>>>

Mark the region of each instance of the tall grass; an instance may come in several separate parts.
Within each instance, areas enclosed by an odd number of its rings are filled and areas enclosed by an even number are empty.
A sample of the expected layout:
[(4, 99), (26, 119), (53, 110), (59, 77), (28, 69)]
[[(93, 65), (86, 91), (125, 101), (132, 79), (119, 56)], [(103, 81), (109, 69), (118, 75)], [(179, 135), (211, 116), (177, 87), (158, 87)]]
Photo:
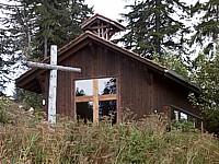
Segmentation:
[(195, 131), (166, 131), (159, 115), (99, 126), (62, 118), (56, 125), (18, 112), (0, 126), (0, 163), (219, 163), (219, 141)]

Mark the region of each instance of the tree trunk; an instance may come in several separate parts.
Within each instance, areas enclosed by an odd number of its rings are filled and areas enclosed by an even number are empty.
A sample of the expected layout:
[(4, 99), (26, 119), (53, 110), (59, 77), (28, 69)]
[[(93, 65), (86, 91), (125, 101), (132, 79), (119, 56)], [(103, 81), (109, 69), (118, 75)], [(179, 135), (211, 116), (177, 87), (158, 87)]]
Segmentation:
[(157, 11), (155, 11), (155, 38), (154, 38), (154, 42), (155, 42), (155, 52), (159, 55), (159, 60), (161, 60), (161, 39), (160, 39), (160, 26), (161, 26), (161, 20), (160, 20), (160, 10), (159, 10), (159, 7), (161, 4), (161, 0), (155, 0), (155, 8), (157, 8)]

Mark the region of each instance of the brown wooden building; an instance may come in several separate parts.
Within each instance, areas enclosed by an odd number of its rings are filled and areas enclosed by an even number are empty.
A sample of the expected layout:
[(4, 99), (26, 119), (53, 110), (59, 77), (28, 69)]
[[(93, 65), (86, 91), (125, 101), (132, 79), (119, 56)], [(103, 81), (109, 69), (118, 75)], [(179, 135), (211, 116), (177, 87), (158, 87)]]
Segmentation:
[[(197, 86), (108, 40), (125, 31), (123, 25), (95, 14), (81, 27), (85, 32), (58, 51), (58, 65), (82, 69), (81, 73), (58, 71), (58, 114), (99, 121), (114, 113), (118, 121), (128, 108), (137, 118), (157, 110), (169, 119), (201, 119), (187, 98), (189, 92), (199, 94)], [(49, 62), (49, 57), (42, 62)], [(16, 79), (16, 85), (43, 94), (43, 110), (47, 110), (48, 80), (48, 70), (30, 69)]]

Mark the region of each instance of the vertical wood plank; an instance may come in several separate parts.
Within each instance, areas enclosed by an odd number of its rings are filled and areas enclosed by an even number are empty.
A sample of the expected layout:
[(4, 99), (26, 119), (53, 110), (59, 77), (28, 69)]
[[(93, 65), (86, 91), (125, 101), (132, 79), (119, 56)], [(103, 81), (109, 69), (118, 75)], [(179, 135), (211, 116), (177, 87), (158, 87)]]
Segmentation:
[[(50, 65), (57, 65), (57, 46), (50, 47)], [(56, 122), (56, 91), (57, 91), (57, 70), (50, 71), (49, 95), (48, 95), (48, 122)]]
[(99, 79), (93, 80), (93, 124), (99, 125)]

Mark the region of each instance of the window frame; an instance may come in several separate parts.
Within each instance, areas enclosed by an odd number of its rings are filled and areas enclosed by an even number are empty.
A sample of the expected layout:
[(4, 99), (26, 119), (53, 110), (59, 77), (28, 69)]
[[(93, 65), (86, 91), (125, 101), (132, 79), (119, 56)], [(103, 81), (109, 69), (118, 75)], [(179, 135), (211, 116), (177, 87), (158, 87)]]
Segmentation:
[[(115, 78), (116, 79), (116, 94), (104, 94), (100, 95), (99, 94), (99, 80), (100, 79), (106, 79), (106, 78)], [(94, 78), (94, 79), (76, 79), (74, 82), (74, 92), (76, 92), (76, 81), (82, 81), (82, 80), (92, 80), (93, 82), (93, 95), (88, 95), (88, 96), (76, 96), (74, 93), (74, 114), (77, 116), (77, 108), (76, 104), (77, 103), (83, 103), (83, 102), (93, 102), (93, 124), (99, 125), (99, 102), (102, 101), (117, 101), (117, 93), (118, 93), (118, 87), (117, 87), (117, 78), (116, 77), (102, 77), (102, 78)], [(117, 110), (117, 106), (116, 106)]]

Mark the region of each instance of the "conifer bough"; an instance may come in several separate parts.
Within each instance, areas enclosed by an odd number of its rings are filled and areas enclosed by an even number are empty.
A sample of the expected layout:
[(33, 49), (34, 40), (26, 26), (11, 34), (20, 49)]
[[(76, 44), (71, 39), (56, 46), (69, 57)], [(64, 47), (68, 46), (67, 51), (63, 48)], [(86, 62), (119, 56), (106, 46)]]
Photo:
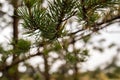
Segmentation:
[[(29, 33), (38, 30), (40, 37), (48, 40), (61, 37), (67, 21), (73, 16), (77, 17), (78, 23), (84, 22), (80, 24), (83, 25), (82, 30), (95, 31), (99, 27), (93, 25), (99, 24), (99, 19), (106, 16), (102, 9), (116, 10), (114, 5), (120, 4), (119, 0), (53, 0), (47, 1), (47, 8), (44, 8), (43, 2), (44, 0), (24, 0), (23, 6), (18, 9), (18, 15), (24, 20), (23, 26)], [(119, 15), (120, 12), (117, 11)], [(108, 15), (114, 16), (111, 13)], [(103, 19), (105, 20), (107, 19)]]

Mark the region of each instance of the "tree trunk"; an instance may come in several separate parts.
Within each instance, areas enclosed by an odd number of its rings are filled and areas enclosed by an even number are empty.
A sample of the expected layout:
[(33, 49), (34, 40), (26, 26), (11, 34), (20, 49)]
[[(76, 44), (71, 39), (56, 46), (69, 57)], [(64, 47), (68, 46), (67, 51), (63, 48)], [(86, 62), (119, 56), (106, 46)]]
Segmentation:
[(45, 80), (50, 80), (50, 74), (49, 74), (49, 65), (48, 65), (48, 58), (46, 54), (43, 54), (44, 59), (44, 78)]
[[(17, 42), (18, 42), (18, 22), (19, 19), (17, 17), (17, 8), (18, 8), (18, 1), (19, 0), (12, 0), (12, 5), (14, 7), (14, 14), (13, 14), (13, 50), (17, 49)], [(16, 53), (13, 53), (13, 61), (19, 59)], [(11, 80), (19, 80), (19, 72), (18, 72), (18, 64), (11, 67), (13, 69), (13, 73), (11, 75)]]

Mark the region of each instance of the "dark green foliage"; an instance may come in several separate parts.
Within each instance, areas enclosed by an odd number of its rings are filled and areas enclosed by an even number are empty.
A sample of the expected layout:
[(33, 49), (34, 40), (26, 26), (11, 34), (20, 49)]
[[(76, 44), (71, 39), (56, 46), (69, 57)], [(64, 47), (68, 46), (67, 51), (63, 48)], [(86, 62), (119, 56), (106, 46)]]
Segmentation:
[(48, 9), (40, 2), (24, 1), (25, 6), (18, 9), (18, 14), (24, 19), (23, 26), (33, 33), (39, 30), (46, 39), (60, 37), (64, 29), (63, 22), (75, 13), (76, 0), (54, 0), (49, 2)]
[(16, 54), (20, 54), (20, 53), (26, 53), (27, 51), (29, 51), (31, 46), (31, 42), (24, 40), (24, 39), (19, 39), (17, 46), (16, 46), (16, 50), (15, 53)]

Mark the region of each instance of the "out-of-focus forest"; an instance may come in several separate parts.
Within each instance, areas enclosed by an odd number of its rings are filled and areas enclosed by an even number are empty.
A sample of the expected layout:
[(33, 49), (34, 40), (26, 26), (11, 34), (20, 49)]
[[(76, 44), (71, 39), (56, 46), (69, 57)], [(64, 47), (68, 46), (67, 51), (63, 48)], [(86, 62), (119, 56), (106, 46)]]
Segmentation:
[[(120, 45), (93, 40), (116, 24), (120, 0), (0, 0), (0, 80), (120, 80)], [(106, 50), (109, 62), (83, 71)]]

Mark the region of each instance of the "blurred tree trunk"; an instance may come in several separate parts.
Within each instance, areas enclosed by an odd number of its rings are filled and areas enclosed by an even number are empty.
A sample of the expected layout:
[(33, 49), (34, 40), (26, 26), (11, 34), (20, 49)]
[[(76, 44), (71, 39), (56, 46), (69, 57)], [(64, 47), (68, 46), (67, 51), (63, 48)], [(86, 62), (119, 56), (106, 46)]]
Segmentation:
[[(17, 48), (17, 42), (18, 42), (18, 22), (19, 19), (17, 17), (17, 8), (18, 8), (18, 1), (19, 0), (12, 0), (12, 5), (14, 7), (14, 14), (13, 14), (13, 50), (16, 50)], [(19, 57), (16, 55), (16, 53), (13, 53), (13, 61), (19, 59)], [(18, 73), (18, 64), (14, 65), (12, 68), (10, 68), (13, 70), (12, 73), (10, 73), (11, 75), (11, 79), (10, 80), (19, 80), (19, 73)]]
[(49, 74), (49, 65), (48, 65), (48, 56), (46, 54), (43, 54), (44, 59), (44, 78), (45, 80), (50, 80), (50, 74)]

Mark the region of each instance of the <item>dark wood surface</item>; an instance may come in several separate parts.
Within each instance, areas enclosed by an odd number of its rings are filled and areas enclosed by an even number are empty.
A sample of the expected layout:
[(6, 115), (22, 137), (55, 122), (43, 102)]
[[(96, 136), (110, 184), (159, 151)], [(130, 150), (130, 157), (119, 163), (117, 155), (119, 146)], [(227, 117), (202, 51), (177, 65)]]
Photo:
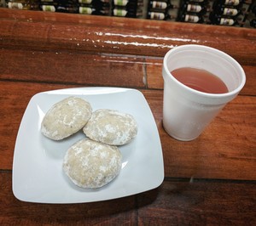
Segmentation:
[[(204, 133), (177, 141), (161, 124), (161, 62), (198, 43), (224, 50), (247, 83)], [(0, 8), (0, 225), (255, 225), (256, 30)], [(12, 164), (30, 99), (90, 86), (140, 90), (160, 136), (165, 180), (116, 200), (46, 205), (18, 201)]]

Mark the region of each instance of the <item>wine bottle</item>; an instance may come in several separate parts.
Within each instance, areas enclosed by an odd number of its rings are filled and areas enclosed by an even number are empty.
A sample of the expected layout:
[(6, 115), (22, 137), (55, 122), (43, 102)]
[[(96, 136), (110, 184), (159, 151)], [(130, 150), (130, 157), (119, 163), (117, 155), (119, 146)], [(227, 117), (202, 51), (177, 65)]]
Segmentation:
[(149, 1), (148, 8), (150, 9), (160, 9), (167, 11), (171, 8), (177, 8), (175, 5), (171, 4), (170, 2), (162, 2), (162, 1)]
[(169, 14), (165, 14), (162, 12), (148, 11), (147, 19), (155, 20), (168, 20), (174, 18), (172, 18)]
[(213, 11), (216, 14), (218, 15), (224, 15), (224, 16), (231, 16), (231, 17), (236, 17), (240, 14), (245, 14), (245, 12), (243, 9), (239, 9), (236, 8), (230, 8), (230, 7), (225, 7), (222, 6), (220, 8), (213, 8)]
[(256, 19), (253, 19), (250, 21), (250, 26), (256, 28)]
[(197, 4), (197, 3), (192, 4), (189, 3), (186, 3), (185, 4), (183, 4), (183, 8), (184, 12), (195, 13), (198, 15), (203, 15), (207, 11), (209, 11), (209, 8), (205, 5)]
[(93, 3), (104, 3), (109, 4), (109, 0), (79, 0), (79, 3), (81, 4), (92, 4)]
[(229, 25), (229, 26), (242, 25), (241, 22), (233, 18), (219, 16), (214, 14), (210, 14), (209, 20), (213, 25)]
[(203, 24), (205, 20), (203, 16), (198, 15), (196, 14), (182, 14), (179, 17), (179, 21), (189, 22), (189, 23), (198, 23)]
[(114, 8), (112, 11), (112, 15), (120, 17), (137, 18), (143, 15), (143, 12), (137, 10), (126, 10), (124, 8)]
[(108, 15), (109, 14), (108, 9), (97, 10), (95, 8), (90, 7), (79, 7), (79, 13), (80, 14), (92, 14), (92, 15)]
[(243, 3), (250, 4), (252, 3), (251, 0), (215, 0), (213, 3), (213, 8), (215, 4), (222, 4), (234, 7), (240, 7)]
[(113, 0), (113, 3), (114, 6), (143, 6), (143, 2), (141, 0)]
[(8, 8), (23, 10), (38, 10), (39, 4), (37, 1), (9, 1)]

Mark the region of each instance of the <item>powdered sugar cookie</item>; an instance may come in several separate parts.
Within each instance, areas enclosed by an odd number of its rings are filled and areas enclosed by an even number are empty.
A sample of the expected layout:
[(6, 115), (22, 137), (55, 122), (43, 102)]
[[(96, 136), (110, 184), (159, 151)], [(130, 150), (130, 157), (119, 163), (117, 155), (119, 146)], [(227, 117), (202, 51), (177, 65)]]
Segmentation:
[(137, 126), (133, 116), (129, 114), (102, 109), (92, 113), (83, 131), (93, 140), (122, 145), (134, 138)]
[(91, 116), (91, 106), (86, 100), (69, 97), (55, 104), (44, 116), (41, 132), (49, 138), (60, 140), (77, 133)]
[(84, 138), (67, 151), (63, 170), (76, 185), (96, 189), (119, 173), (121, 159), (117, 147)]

<<<

**The request:** Return every line of the data above that contains the word "tree".

**Answer to this problem:**
Mark the region of each instance of the tree trunk; an instance may come in several separate parts.
Mark the region of each instance of the "tree trunk"; an instance may come in several separate parts.
Mark the region of each instance of the "blurred tree trunk"; an instance may come in several separate parts.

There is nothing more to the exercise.